(Toplanan veri kayıtları)
┌────────

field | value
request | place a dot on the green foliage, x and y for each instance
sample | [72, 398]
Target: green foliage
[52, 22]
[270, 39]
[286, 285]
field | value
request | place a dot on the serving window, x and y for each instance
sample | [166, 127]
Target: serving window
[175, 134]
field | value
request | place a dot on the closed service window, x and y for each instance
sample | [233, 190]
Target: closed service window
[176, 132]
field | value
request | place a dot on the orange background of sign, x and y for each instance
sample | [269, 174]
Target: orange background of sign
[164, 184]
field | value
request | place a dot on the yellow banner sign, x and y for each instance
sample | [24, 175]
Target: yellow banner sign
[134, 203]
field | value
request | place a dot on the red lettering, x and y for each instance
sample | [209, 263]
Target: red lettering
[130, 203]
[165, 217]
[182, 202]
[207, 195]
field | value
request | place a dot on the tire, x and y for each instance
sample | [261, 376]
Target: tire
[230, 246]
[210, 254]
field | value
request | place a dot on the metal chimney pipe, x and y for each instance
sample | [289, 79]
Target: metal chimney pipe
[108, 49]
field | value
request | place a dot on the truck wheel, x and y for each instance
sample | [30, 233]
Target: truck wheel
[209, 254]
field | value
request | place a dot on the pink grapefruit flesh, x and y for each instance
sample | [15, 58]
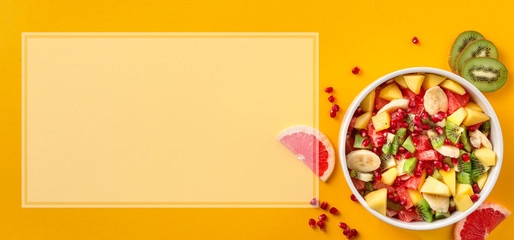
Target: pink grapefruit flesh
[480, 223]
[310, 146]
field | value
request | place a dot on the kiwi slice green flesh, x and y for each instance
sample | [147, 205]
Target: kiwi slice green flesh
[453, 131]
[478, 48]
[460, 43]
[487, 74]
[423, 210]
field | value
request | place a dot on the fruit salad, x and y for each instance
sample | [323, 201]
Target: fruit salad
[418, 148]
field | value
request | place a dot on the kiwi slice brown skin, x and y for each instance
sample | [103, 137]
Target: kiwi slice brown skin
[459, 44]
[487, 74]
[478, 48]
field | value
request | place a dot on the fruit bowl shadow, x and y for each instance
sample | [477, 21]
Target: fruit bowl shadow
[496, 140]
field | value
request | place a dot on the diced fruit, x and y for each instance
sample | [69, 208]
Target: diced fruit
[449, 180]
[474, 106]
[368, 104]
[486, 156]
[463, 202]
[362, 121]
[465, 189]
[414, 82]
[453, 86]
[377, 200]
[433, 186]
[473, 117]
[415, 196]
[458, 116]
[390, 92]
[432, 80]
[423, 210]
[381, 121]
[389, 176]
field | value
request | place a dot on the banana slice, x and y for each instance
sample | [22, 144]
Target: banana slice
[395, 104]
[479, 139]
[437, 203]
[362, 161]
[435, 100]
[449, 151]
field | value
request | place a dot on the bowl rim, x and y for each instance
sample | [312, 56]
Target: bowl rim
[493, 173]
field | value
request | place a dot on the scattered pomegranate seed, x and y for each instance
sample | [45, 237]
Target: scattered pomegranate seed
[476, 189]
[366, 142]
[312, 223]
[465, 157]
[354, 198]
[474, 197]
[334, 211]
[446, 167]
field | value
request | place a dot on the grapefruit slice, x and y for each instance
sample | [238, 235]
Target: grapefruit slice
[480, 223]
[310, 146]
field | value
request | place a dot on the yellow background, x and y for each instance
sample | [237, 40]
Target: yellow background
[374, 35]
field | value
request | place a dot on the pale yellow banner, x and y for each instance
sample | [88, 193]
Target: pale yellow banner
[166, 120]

└────────
┌────────

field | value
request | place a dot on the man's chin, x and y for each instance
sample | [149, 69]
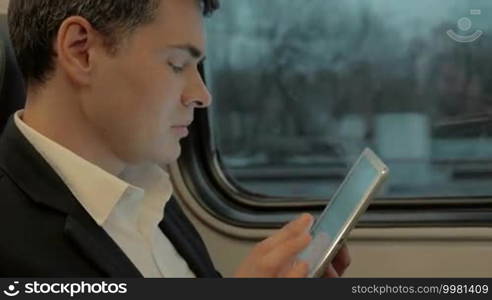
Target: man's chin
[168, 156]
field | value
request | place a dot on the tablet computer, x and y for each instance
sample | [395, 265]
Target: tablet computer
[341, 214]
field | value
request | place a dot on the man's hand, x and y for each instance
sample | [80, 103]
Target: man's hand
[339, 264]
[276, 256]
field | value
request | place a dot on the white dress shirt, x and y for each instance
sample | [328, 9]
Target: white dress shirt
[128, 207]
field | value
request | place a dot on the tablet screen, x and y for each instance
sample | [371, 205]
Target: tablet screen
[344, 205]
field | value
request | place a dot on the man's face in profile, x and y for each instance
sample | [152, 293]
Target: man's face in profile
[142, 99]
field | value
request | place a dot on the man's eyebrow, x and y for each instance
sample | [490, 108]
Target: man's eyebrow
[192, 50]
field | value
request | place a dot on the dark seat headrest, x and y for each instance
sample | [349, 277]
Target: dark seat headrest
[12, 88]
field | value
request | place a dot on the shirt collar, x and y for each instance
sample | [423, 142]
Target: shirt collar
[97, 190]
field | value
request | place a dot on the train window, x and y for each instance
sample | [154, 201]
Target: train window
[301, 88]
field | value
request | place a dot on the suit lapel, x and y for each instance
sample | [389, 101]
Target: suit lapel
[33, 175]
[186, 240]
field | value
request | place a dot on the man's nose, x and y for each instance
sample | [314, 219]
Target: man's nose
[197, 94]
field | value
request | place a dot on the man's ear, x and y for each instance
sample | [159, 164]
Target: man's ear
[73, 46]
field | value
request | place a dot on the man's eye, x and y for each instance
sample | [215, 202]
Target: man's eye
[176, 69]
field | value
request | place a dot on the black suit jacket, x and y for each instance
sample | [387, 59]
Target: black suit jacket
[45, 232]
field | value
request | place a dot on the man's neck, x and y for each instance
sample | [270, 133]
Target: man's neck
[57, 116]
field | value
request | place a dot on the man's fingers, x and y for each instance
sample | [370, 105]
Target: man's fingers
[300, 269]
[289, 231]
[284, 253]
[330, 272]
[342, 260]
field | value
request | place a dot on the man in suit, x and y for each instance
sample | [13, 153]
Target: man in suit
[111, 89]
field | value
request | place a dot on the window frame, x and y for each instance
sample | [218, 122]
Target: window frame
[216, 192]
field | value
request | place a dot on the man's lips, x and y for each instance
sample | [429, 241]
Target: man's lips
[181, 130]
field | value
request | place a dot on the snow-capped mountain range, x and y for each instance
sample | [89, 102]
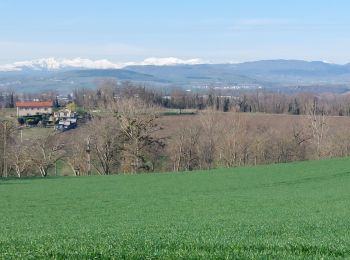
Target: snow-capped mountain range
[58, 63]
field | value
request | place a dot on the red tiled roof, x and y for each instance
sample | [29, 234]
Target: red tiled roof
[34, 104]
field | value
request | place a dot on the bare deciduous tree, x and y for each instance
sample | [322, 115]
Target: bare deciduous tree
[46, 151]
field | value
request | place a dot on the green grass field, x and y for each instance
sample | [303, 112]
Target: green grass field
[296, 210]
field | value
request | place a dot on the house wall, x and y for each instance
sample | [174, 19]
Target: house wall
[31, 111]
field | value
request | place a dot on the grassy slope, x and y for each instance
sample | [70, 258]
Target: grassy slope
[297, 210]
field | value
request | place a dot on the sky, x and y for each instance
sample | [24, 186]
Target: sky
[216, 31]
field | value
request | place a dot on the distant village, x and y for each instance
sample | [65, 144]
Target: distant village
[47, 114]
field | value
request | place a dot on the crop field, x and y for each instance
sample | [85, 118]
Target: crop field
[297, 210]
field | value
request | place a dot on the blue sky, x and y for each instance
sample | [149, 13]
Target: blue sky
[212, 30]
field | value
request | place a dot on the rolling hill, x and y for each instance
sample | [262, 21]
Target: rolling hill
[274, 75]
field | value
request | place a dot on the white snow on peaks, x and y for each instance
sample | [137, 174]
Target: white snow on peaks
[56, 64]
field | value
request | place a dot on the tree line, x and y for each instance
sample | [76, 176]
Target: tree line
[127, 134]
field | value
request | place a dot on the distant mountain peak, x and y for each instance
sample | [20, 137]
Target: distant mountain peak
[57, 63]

└────────

Alıştırmanın amacı: Kayıtlarda "face" kelimesinin geçtiği satırları sayın ve yalnızca bu sayıyı yazın.

Alıştırmanın çözümü: 2